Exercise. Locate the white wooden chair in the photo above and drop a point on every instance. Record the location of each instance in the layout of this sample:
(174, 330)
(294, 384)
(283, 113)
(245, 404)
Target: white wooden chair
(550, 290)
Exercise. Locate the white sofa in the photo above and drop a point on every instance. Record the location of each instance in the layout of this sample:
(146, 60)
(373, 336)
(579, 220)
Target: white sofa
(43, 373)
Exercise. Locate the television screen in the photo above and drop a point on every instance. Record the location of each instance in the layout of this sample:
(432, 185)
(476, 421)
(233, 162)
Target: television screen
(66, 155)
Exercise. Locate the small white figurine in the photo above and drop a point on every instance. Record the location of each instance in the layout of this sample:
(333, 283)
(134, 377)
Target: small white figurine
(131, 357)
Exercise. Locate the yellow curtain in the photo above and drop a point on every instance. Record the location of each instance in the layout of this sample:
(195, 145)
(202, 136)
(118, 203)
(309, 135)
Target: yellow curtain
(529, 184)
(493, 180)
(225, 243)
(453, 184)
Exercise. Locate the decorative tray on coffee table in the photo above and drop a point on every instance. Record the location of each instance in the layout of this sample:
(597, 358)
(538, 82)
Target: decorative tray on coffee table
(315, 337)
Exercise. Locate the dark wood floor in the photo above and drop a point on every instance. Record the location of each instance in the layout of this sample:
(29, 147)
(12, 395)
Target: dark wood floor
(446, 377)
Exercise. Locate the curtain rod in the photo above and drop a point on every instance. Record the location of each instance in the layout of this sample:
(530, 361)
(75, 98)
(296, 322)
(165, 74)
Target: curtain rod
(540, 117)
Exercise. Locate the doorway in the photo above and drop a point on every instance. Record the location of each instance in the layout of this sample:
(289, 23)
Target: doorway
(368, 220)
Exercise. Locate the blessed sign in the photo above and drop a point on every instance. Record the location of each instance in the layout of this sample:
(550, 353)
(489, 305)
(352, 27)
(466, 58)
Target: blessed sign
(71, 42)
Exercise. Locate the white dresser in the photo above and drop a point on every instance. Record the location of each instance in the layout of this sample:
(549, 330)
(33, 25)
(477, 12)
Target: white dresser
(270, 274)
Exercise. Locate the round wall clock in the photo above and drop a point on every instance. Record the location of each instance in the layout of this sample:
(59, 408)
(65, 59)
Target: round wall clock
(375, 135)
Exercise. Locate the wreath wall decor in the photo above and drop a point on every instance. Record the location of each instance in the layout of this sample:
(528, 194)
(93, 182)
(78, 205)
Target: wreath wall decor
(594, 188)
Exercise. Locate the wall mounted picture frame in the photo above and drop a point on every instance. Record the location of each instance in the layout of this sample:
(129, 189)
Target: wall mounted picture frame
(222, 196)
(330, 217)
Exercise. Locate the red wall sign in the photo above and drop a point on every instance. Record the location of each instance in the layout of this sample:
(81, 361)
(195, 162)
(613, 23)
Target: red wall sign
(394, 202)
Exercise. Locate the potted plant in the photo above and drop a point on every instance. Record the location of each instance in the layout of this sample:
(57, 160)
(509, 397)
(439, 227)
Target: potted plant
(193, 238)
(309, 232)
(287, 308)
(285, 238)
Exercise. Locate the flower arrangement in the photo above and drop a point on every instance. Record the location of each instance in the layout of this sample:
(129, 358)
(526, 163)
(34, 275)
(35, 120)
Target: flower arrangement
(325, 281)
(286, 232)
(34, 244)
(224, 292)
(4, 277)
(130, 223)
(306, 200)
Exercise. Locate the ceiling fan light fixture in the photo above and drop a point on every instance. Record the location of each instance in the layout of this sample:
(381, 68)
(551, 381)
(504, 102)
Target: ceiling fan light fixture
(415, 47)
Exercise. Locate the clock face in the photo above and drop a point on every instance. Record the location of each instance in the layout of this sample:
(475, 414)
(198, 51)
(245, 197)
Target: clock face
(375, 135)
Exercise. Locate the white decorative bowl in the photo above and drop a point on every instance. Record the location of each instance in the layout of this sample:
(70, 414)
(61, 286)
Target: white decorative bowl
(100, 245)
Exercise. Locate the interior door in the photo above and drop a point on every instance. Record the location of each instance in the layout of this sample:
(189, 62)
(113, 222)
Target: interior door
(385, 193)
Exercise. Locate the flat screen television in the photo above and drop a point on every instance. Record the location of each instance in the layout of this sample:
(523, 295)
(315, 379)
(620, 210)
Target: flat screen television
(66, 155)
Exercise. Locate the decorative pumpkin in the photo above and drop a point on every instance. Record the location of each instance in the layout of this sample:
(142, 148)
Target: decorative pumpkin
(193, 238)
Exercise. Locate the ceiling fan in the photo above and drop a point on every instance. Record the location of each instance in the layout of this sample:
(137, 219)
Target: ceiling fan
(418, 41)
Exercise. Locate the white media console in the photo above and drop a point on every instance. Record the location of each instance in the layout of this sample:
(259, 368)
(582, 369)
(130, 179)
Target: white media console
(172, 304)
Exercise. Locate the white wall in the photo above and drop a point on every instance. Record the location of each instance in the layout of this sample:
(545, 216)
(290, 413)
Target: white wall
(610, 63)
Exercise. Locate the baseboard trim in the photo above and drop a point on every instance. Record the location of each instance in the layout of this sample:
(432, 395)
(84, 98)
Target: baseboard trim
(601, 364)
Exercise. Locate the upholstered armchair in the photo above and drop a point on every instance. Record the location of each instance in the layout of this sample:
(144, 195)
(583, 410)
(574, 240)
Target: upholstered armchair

:::

▶ [Instructions for the task] Produce an exact repeat of the lines from the one containing "Exercise. Locate the ceiling fan in" through the last line of the data, and nothing more.

▶ [Solution for this exercise]
Exercise. Locate the ceiling fan in the photo above and drop a point on every instance. Record the location of each instance in the layout of this sample:
(137, 219)
Target: ceiling fan
(418, 41)
Exercise. Locate the white media console in the photo above and drop a point on every instance. Record the location of each instance in the layout of this sample:
(259, 368)
(582, 369)
(130, 179)
Target: white media console
(172, 304)
Exercise. Locate the white wall in the photo above and drop a point on every instance. Record the location of each instance in the layout of this sample:
(545, 216)
(290, 413)
Target: white wall
(610, 63)
Exercise. Locate the baseboard trim in the photo above and drop a point on every instance. Record the location of each instance in the layout of this sample:
(432, 395)
(84, 98)
Target: baseboard trim
(601, 364)
Exercise. Locate the upholstered armchair in the photo above and drop a point on every instance. Record the location of each instance in the layout of this sample:
(144, 195)
(583, 410)
(574, 240)
Target: upholstered armchair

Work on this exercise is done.